Lay out the entries below as a Markdown table with two columns, Row and Line, giving each line its own numbered row and skipping blank lines. Leave the pictures out.
___ RECORD EXCERPTS
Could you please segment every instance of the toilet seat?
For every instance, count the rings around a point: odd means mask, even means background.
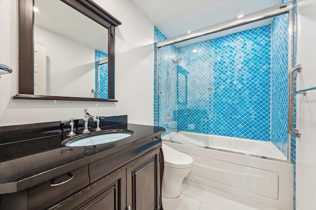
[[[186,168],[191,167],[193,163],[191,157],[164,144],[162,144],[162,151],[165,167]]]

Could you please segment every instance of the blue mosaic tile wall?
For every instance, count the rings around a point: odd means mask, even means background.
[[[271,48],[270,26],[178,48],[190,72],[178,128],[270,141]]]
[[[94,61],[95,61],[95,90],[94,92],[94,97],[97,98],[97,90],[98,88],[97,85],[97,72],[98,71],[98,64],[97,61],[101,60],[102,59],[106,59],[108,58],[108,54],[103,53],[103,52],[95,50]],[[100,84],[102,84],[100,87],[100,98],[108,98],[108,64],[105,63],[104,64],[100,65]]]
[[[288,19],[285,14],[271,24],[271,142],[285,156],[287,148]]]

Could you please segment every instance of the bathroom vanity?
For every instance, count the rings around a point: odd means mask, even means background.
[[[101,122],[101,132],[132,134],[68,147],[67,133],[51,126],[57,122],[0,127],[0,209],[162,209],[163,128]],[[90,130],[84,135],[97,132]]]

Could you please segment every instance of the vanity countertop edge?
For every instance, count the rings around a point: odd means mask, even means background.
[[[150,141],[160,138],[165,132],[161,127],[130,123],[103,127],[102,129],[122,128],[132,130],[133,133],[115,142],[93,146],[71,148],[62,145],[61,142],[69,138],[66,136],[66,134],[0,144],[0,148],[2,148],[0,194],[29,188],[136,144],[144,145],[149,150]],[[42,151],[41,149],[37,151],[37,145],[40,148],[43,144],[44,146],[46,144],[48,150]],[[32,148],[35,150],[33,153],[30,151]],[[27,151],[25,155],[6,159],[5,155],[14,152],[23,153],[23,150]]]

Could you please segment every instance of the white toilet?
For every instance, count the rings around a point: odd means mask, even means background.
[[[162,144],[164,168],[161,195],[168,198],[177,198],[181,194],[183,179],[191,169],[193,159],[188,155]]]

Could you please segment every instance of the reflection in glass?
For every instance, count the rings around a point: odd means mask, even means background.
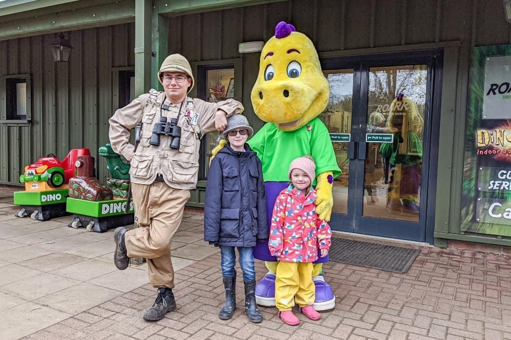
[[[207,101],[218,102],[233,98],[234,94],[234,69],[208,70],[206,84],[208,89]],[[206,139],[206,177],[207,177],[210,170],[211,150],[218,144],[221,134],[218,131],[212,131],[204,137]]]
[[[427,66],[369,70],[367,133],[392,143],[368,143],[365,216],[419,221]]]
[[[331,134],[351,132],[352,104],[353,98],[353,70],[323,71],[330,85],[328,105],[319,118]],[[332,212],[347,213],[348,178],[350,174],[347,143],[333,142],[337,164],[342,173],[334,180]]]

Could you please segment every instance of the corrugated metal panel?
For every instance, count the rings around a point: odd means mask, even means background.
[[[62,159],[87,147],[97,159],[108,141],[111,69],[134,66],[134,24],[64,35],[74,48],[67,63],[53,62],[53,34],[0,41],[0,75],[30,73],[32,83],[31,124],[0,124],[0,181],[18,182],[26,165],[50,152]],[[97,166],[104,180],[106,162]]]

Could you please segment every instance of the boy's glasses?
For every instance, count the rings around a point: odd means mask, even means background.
______
### OUTPUT OF THE TASK
| Row | Line |
|---|---|
| 1 | Could you please segment every instance of the toilet seat? |
| 2 | For every instance, count the rings around a point: odd means mask, even means background. |
| 3 | [[[186,168],[191,167],[193,163],[191,157],[164,144],[162,144],[162,151],[165,167]]] |
| 4 | Could you please segment every instance of the blue mosaic tile wall? |
| 5 | For every instance, count the rings around a point: odd means mask, even means background. |
| 6 | [[[271,48],[270,26],[178,48],[190,72],[178,128],[270,141]]] |
| 7 | [[[94,61],[95,61],[95,90],[94,92],[94,97],[97,98],[97,90],[98,88],[97,85],[97,72],[98,71],[98,64],[97,61],[101,60],[102,59],[106,59],[108,58],[108,54],[103,53],[103,52],[95,50]],[[100,84],[102,84],[100,87],[100,98],[108,98],[108,64],[105,63],[104,64],[100,65]]] |
| 8 | [[[288,19],[285,14],[271,24],[271,142],[285,156],[287,148]]] |
| 9 | Could you please segment every instance of the bathroom vanity? |
| 10 | For every instance, count the rings around a point: odd means mask, even means background. |
| 11 | [[[101,122],[101,132],[132,134],[68,147],[67,133],[51,126],[57,122],[0,127],[0,209],[162,209],[163,128]],[[90,130],[84,135],[97,132]]] |
| 12 | Could you please segment every instance of the vanity countertop edge? |
| 13 | For every instance, count the rings around a point: odd means mask, even means background. |
| 14 | [[[150,141],[160,138],[165,132],[161,127],[130,123],[103,127],[102,129],[122,128],[132,130],[133,133],[115,142],[93,146],[71,148],[62,145],[61,142],[69,138],[66,136],[66,134],[0,144],[0,148],[2,148],[0,194],[29,188],[136,144],[144,145],[149,150]],[[42,151],[41,149],[37,151],[37,145],[40,148],[43,144],[44,146],[46,144],[48,150]],[[32,148],[35,150],[33,153],[30,151]],[[27,151],[25,155],[6,159],[5,155],[14,152],[23,153],[23,150]]] |
| 15 | Could you please segment every instance of the white toilet? |
| 16 | For every instance, count the rings around a point: odd means mask, even means background. |
| 17 | [[[162,144],[164,168],[161,195],[168,198],[177,198],[181,194],[183,179],[191,169],[193,159],[188,155]]] |
| 18 | Could you please segment every instance of the reflection in glass? |
| 19 | For every instance, count the rings around a point: odd means mask, even means background. |
| 20 | [[[207,101],[218,102],[233,98],[234,94],[234,69],[208,70],[206,84],[208,89]],[[206,139],[206,177],[207,177],[210,170],[211,150],[218,144],[221,134],[218,131],[212,131],[204,137]]] |
| 21 | [[[427,66],[369,70],[367,133],[392,143],[368,143],[365,216],[419,221]]] |
| 22 | [[[331,134],[351,132],[352,104],[353,98],[353,70],[323,71],[330,85],[328,105],[319,118]],[[332,212],[347,213],[348,178],[350,174],[347,143],[333,142],[337,164],[342,173],[334,180]]] |
| 23 | Could you please segment every instance of the corrugated metal panel? |
| 24 | For every instance, count the rings around a point: odd means mask, even means background. |
| 25 | [[[62,159],[87,147],[97,159],[108,141],[111,69],[134,66],[134,24],[64,35],[74,48],[67,63],[53,62],[53,34],[0,41],[0,75],[30,73],[32,83],[31,124],[0,124],[0,181],[18,182],[26,165],[50,152]],[[97,166],[104,180],[106,162]]] |
| 26 | Could you please segment every instance of the boy's glasses? |
| 27 | For every instance, count the rings around a point: odd means mask, even means background. |